Turns out it’s a short function:
/* get the current DMA position with correction on SKL+ chips */
static unsigned int azx_get_pos_skl(struct azx *chip, struct azx_dev *azx_dev)
{
/* DPIB register gives a more accurate position for playback */
if (azx_dev->core.substream->stream == SNDRV_PCM_STREAM_PLAYBACK)
return azx_skl_get_dpib_pos(chip, azx_dev);
/* For capture, we need to read posbuf, but it requires a delay
* for the possible boundary overlap; the read of DPIB fetches the
* actual posbuf
*/
udelay(20);
azx_skl_get_dpib_pos(chip, azx_dev);
return azx_get_pos_posbuf(chip, azx_dev);
}This provides some explanation to the perf top results: when in playback mode
(alsa-sink thread), “position” can be returned directly from “DPIB register”
(whatever that is).
But when capturing audio (alsa-source thread), the kernel has to
udelay(20), ie. twiddle thumbs for 20 µseconds before being able to
proceed. As it’s a “delay” and not a “sleep”, it can cause the CPU to to be
effectively “stuck”, not being able to execute other kernel code (except
interrupts) or user space programs…? While sleeping, the CPU would be
explicitly free to execute other code.
Exact details probably depend on how udelay is implemented for given
architecture, and how the kernel is configured. I’ll leave that investigation
to another blog post.

▶ _DATASET ENTRIES_:
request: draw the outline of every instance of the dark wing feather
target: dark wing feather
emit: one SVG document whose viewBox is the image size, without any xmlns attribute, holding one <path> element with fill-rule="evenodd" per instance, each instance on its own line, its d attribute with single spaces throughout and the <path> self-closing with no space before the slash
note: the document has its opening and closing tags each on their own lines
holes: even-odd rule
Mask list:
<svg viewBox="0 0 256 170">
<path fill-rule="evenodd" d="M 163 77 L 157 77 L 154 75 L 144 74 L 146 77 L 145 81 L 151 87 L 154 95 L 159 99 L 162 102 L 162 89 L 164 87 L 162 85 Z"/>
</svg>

▶ _SET TASK_: Reproduce the excerpt on the SKL+ DMA position function word for word, from its first line to its last.

▶ _RESULT FOR THIS EXERCISE_:
Turns out it’s a short function:
/* get the current DMA position with correction on SKL+ chips */
static unsigned int azx_get_pos_skl(struct azx *chip, struct azx_dev *azx_dev)
{
/* DPIB register gives a more accurate position for playback */
if (azx_dev->core.substream->stream == SNDRV_PCM_STREAM_PLAYBACK)
return azx_skl_get_dpib_pos(chip, azx_dev);
/* For capture, we need to read posbuf, but it requires a delay
* for the possible boundary overlap; the read of DPIB fetches the
* actual posbuf
*/
udelay(20);
azx_skl_get_dpib_pos(chip, azx_dev);
return azx_get_pos_posbuf(chip, azx_dev);
}This provides some explanation to the perf top results: when in playback mode
(alsa-sink thread), “position” can be returned directly from “DPIB register”
(whatever that is).
But when capturing audio (alsa-source thread), the kernel has to
udelay(20), ie. twiddle thumbs for 20 µseconds before being able to
proceed. As it’s a “delay” and not a “sleep”, it can cause the CPU to to be
effectively “stuck”, not being able to execute other kernel code (except
interrupts) or user space programs…? While sleeping, the CPU would be
explicitly free to execute other code.
Exact details probably depend on how udelay is implemented for given
architecture, and how the kernel is configured. I’ll leave that investigation
to another blog post.